**Page text**
>> BEGIN

# Which hardener to add to Rustoleum paint



## outdoorfan

I've got the Rustoleum enamel paint, and I've read over and over how people usually mix a hardener into it. Question is, which hardener, how much, and are they any special instructions I should know about? 

Painting my plow and mount frame (rolling and brushing...no spraying).


----------



## adksnowo

I don't know if it works for Rustoleum but Tractor Supply carries Valspar tractor paint and has a hardener for it. The truck & trailer paint TSC used to carry is much better than the tractor paint that seems to be all they carry now.


----------



## TJS

Any Acrylic Enamel Hardener will work. I have used a product called "The Wet Look". You can get hardeners on ebay pretty cheap. Use enamel reducer too, and not what is states on the rustoleum can. I mixed 8 parts paint/2 parts reducer/1 part hardener.
T.J.


----------



## outdoorfan

TJS;1330300 said:


> Any Acrylic Enamel Hardener will work. I have used a product called "The Wet Look". You can get hardeners on ebay pretty cheap. Use enamel reducer too, and not what is states on the rustoleum can. I mixed 8 parts paint/2 parts reducer/1 part hardener.
> T.J.


I can get the hardener at the local auto parts store, but it's much cheaper at Fleet Farm. The stuff at FF is also Valspar.

Question, why the reducer? Is it because you're spraying it on? I'm rolling/brushing it on.

Thanks


----------



## TJS

outdoorfan;1330339 said:


> I can get the hardener at the local auto parts store, but it's much cheaper at Fleet Farm. The stuff at FF is also Valspar.
> 
> Question, why the reducer? Is it because you're spraying it on? I'm rolling/brushing it on.
> 
> Thanks


Yes I was talking spray gun.


----------

>> END

**Recorded data**
>> BEGIN

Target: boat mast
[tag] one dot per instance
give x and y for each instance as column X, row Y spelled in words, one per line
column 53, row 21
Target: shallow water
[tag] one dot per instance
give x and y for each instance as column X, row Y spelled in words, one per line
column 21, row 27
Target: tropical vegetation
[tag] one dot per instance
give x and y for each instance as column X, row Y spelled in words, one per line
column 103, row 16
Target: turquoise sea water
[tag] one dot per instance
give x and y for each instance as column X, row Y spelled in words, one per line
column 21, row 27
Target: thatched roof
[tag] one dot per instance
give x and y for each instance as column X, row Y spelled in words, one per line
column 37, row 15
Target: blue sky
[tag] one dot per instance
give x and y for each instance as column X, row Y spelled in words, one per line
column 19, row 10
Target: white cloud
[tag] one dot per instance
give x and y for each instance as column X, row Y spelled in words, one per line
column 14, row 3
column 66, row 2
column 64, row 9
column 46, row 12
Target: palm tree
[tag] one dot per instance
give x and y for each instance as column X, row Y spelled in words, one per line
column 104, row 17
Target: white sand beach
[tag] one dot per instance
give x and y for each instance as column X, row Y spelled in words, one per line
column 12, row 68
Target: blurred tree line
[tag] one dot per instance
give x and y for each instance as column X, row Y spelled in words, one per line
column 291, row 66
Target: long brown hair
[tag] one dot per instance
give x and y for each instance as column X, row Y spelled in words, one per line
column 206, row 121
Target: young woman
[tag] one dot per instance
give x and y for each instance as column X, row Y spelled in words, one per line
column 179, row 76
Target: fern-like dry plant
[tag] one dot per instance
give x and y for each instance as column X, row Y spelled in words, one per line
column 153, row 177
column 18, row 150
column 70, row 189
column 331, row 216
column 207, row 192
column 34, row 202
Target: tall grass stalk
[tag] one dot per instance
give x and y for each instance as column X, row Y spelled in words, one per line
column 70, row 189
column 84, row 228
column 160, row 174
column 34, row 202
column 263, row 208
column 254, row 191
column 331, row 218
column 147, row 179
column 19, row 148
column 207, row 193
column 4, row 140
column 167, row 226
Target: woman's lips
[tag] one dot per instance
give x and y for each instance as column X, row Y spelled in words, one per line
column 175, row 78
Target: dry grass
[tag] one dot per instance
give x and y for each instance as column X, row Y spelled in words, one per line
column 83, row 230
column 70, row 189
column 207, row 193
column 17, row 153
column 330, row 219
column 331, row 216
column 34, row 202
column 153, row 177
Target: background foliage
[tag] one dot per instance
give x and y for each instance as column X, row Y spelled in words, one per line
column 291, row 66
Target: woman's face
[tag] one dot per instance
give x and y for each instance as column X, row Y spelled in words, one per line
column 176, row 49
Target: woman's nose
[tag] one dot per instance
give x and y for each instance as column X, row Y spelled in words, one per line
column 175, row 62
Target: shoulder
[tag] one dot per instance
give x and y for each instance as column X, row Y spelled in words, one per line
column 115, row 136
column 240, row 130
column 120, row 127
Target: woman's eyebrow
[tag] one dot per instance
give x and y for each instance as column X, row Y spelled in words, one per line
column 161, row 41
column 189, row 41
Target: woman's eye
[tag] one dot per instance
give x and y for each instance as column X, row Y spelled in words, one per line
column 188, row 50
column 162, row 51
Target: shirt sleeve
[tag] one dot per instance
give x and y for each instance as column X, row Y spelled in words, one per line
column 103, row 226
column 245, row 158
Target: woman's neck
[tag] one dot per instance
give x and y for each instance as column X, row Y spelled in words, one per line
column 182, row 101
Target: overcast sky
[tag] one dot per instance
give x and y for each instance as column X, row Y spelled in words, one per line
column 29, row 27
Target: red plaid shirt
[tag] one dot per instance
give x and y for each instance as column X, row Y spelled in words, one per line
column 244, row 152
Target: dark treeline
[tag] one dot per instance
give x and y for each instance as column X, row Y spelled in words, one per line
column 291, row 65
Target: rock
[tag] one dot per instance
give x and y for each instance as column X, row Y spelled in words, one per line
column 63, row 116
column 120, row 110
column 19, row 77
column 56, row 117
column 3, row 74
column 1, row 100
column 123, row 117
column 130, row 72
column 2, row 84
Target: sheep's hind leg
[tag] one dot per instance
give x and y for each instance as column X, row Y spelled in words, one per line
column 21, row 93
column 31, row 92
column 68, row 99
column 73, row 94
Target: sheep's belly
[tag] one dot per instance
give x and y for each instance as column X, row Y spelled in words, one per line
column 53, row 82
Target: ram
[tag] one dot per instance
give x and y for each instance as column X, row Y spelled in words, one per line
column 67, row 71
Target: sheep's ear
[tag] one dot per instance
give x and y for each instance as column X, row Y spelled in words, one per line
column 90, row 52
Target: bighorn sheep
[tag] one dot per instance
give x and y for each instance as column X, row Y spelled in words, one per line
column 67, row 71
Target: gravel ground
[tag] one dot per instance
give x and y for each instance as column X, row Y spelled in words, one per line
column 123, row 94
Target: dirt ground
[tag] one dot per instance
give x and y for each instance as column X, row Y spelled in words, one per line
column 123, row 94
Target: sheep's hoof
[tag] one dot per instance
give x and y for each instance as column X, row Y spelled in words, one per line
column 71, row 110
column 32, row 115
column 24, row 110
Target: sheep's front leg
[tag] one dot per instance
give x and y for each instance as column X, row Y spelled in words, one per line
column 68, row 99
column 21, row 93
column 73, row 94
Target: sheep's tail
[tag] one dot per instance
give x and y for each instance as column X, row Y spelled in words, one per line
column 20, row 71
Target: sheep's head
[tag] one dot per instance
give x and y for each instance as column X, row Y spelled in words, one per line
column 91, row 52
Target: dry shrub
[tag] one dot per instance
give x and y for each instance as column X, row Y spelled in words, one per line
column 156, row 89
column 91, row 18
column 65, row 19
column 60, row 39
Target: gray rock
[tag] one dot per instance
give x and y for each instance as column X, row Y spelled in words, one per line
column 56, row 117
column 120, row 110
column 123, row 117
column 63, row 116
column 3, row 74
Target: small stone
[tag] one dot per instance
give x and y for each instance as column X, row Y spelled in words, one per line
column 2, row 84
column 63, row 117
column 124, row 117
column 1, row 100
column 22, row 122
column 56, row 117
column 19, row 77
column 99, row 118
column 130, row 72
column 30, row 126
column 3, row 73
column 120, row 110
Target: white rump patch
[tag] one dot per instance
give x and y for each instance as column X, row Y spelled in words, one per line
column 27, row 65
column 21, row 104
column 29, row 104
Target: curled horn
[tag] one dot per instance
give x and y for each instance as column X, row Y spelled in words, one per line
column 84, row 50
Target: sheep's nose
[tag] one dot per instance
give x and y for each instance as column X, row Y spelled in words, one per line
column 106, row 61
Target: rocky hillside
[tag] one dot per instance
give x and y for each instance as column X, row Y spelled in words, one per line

>> END

**Tasks to carry out**
1. In the forum thread about hardening Rustoleum paint, what mix ratio did TJS use?
2. From the listing, copy out the lines starting with the one that contains "Target: overcast sky" and going on through the one that contains "column 29, row 27", both included.

**Outputs**
1. TJS mixed 8 parts paint, 2 parts reducer, and 1 part hardener.

2.
Target: overcast sky
[tag] one dot per instance
give x and y for each instance as column X, row Y spelled in words, one per line
column 29, row 27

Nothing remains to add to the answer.